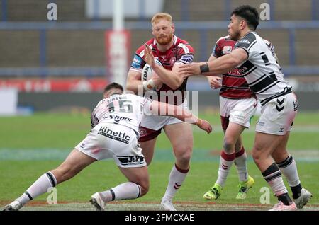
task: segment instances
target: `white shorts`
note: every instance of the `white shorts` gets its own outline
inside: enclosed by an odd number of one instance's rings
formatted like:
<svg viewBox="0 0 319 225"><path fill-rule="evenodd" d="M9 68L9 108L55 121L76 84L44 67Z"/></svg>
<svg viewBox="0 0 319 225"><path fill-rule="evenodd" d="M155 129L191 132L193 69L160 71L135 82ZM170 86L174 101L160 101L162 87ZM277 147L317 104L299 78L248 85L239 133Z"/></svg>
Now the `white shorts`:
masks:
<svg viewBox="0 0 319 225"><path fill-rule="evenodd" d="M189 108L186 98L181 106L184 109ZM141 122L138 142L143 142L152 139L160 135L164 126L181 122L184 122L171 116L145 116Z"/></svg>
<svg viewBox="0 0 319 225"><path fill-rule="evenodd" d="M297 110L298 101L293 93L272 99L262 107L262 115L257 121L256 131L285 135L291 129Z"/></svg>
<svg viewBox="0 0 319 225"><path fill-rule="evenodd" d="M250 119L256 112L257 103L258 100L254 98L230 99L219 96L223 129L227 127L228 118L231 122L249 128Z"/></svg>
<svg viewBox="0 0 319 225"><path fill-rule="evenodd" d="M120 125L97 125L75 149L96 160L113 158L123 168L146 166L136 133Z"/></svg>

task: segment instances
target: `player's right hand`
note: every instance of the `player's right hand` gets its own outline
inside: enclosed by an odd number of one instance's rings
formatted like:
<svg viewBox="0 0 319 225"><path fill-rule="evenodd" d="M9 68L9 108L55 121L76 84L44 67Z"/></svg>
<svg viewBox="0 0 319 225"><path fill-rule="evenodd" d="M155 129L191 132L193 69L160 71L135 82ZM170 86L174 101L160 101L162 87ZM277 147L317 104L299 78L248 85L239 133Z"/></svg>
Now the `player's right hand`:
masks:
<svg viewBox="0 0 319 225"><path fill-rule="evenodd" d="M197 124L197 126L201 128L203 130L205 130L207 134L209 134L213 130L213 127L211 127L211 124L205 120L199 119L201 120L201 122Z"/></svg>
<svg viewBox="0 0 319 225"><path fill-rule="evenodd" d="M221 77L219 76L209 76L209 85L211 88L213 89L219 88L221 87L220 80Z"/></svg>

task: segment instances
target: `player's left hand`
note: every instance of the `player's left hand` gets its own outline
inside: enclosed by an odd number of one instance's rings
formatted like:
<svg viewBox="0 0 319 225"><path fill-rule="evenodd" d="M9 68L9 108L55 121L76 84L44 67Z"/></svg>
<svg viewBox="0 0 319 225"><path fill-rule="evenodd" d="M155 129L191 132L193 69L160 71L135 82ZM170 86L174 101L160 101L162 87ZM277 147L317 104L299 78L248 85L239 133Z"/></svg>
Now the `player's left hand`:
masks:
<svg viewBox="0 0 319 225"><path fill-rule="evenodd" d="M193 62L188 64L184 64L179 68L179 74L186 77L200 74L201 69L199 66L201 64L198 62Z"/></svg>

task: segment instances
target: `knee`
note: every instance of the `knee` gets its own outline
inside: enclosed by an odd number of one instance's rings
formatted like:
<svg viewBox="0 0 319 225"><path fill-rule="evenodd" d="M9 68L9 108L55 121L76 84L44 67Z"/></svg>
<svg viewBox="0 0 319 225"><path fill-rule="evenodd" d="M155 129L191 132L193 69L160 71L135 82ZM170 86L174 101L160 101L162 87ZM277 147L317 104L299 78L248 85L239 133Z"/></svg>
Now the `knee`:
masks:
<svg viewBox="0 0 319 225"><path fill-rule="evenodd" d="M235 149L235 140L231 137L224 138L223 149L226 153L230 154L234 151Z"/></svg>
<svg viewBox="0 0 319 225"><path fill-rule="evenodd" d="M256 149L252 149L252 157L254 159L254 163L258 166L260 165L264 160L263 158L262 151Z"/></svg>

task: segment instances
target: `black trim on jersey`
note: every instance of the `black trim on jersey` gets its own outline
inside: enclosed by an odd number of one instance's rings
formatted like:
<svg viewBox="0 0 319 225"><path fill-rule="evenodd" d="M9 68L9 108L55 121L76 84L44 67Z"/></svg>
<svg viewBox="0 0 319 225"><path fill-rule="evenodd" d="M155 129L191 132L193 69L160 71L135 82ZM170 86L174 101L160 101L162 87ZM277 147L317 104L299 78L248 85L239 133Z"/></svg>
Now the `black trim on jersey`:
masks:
═══
### Exercise details
Rewrite the records from their first line through the line containing "125L97 125L75 149L96", replacing "white shorts" with "gray shorts" and keeping everything else the same. Leave the pictures out of your answer.

### Written answer
task: segment instances
target: `gray shorts`
note: every instance of the `gray shorts` gets its own outline
inside: enclosed by an odd number of one instance's rings
formatted like:
<svg viewBox="0 0 319 225"><path fill-rule="evenodd" d="M9 68L9 108L55 121L76 84L44 67Z"/></svg>
<svg viewBox="0 0 319 225"><path fill-rule="evenodd" d="M155 129L191 132L193 69L160 71L135 82ZM170 86L174 101L160 101L162 87ZM277 147L317 104L299 78L248 85L239 133Z"/></svg>
Now the `gray shorts`:
masks:
<svg viewBox="0 0 319 225"><path fill-rule="evenodd" d="M189 108L186 98L181 106L184 109ZM141 122L138 142L143 142L152 139L160 135L164 126L181 122L184 122L171 116L145 116Z"/></svg>
<svg viewBox="0 0 319 225"><path fill-rule="evenodd" d="M297 110L298 101L293 93L272 99L262 107L262 115L257 121L256 131L285 135L291 129Z"/></svg>
<svg viewBox="0 0 319 225"><path fill-rule="evenodd" d="M250 119L256 112L257 103L258 100L254 98L230 99L219 96L223 129L227 127L228 118L231 122L249 128Z"/></svg>
<svg viewBox="0 0 319 225"><path fill-rule="evenodd" d="M120 125L97 125L75 149L96 160L113 158L123 168L146 166L136 133Z"/></svg>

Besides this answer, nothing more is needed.